** Exercise data follows **

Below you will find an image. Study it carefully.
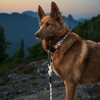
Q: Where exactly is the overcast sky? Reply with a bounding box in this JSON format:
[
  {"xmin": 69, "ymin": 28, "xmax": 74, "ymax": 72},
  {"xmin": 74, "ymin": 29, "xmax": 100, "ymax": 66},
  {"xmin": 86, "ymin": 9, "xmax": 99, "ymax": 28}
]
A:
[{"xmin": 0, "ymin": 0, "xmax": 100, "ymax": 19}]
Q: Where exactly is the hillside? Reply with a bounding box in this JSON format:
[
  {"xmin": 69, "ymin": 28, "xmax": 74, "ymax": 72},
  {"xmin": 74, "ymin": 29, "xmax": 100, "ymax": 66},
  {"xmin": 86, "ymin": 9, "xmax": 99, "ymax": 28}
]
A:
[
  {"xmin": 0, "ymin": 13, "xmax": 39, "ymax": 56},
  {"xmin": 73, "ymin": 15, "xmax": 100, "ymax": 42},
  {"xmin": 0, "ymin": 59, "xmax": 100, "ymax": 100}
]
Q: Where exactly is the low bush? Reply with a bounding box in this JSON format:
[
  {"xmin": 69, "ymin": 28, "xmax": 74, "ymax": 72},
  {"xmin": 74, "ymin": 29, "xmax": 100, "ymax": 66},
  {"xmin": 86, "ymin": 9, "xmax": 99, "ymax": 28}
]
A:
[
  {"xmin": 23, "ymin": 66, "xmax": 36, "ymax": 74},
  {"xmin": 0, "ymin": 80, "xmax": 5, "ymax": 85},
  {"xmin": 30, "ymin": 81, "xmax": 37, "ymax": 85},
  {"xmin": 9, "ymin": 81, "xmax": 16, "ymax": 84},
  {"xmin": 30, "ymin": 72, "xmax": 40, "ymax": 76}
]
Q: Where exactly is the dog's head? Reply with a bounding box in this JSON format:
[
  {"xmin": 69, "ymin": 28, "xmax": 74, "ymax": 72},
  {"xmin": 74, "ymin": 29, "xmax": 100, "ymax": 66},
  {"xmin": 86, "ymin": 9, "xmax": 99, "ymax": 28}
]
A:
[{"xmin": 35, "ymin": 2, "xmax": 68, "ymax": 41}]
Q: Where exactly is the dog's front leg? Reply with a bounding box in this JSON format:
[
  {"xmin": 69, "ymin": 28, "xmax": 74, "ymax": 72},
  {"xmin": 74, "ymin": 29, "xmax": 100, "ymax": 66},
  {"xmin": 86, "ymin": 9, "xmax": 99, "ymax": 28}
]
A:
[{"xmin": 64, "ymin": 81, "xmax": 77, "ymax": 100}]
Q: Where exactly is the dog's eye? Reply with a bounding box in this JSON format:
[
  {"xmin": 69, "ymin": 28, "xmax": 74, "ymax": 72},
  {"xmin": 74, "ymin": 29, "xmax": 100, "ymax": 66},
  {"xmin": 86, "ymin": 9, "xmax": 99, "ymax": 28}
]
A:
[{"xmin": 46, "ymin": 23, "xmax": 51, "ymax": 26}]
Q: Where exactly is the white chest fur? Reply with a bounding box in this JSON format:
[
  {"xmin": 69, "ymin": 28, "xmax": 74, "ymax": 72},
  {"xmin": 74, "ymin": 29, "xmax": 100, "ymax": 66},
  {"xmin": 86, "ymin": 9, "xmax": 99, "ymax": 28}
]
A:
[{"xmin": 53, "ymin": 68, "xmax": 59, "ymax": 77}]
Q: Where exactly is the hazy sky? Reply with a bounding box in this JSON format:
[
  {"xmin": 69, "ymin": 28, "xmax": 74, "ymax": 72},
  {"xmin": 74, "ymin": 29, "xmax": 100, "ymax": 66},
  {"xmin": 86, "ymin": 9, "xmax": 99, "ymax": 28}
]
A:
[{"xmin": 0, "ymin": 0, "xmax": 100, "ymax": 19}]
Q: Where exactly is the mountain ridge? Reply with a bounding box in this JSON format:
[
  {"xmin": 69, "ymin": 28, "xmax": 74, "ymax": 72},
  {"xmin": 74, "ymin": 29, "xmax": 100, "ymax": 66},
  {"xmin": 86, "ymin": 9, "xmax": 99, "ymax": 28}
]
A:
[
  {"xmin": 0, "ymin": 12, "xmax": 39, "ymax": 56},
  {"xmin": 0, "ymin": 11, "xmax": 79, "ymax": 56},
  {"xmin": 23, "ymin": 11, "xmax": 79, "ymax": 29}
]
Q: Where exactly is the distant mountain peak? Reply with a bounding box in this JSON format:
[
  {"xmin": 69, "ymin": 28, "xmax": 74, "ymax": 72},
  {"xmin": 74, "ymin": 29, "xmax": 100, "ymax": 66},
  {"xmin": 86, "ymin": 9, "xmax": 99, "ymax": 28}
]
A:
[
  {"xmin": 23, "ymin": 11, "xmax": 37, "ymax": 14},
  {"xmin": 11, "ymin": 12, "xmax": 20, "ymax": 14},
  {"xmin": 22, "ymin": 11, "xmax": 38, "ymax": 18},
  {"xmin": 68, "ymin": 14, "xmax": 73, "ymax": 19}
]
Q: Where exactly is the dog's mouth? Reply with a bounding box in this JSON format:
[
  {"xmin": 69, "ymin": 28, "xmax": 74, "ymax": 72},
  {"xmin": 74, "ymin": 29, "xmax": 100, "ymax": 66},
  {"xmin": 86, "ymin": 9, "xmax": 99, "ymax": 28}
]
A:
[
  {"xmin": 35, "ymin": 36, "xmax": 44, "ymax": 41},
  {"xmin": 36, "ymin": 36, "xmax": 50, "ymax": 41},
  {"xmin": 35, "ymin": 37, "xmax": 40, "ymax": 40}
]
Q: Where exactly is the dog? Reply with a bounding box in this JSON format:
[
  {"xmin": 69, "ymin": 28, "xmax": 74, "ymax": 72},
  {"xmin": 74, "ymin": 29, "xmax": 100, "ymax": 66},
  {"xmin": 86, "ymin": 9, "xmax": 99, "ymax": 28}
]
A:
[{"xmin": 35, "ymin": 1, "xmax": 100, "ymax": 100}]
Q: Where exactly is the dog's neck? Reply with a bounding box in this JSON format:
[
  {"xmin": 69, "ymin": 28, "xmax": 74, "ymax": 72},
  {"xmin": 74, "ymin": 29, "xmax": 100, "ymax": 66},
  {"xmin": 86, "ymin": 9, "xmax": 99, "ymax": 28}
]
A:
[{"xmin": 42, "ymin": 29, "xmax": 69, "ymax": 52}]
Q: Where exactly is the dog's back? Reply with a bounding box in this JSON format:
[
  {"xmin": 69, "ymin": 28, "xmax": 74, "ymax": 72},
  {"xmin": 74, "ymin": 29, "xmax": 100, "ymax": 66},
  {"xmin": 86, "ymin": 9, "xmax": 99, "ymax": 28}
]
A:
[{"xmin": 81, "ymin": 40, "xmax": 100, "ymax": 84}]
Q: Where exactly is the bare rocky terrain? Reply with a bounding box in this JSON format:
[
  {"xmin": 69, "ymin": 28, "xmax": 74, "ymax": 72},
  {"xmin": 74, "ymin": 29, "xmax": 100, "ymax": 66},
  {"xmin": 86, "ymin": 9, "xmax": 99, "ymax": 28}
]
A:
[{"xmin": 0, "ymin": 59, "xmax": 100, "ymax": 100}]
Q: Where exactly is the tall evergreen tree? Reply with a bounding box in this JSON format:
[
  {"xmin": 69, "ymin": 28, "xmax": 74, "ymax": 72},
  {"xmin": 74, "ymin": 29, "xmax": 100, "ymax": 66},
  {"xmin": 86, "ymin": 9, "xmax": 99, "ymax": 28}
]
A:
[
  {"xmin": 19, "ymin": 39, "xmax": 24, "ymax": 58},
  {"xmin": 14, "ymin": 39, "xmax": 24, "ymax": 58},
  {"xmin": 0, "ymin": 26, "xmax": 8, "ymax": 63}
]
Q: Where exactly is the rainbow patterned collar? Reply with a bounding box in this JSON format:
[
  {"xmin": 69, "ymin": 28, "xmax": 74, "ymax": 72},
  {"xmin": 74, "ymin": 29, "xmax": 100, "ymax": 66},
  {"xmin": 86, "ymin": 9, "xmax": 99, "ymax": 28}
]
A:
[{"xmin": 50, "ymin": 34, "xmax": 68, "ymax": 53}]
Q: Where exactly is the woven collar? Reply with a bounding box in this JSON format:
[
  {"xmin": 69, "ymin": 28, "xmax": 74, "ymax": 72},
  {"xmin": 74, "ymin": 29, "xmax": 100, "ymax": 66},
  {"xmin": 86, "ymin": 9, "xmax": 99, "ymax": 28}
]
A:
[{"xmin": 50, "ymin": 34, "xmax": 68, "ymax": 53}]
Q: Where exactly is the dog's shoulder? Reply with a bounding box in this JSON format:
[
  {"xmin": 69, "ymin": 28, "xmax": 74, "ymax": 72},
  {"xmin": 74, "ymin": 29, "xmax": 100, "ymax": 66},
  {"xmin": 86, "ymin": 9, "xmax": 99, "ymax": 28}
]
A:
[
  {"xmin": 67, "ymin": 33, "xmax": 89, "ymax": 66},
  {"xmin": 86, "ymin": 40, "xmax": 98, "ymax": 48},
  {"xmin": 86, "ymin": 40, "xmax": 100, "ymax": 58}
]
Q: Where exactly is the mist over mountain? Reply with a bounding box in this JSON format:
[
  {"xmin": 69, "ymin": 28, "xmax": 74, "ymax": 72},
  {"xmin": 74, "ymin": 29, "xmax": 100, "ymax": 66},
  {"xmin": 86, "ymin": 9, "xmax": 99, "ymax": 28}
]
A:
[{"xmin": 0, "ymin": 11, "xmax": 80, "ymax": 56}]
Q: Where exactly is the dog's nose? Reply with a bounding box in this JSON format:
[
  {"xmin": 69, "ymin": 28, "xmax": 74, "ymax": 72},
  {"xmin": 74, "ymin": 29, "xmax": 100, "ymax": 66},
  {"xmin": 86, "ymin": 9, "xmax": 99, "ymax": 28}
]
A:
[{"xmin": 34, "ymin": 33, "xmax": 40, "ymax": 37}]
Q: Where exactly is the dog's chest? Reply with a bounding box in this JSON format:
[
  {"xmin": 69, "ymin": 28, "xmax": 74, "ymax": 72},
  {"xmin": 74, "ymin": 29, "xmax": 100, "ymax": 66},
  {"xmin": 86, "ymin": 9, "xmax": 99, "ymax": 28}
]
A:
[
  {"xmin": 51, "ymin": 58, "xmax": 62, "ymax": 77},
  {"xmin": 51, "ymin": 57, "xmax": 63, "ymax": 78},
  {"xmin": 53, "ymin": 68, "xmax": 59, "ymax": 76},
  {"xmin": 52, "ymin": 63, "xmax": 60, "ymax": 77}
]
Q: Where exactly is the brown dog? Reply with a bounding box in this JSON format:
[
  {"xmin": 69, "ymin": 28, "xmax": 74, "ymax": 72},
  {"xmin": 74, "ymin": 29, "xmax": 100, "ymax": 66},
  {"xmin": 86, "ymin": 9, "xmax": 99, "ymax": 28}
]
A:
[{"xmin": 35, "ymin": 2, "xmax": 100, "ymax": 100}]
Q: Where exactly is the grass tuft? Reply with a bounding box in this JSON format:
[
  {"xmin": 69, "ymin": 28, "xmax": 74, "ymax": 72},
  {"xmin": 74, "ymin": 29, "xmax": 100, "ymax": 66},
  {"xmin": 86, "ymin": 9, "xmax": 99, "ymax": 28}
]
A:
[
  {"xmin": 23, "ymin": 66, "xmax": 36, "ymax": 74},
  {"xmin": 30, "ymin": 81, "xmax": 37, "ymax": 85}
]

** End of Exercise data **

** Task directions **
State how many lines in the records above contain the word "mountain". Write the number alone.

** The completed task **
3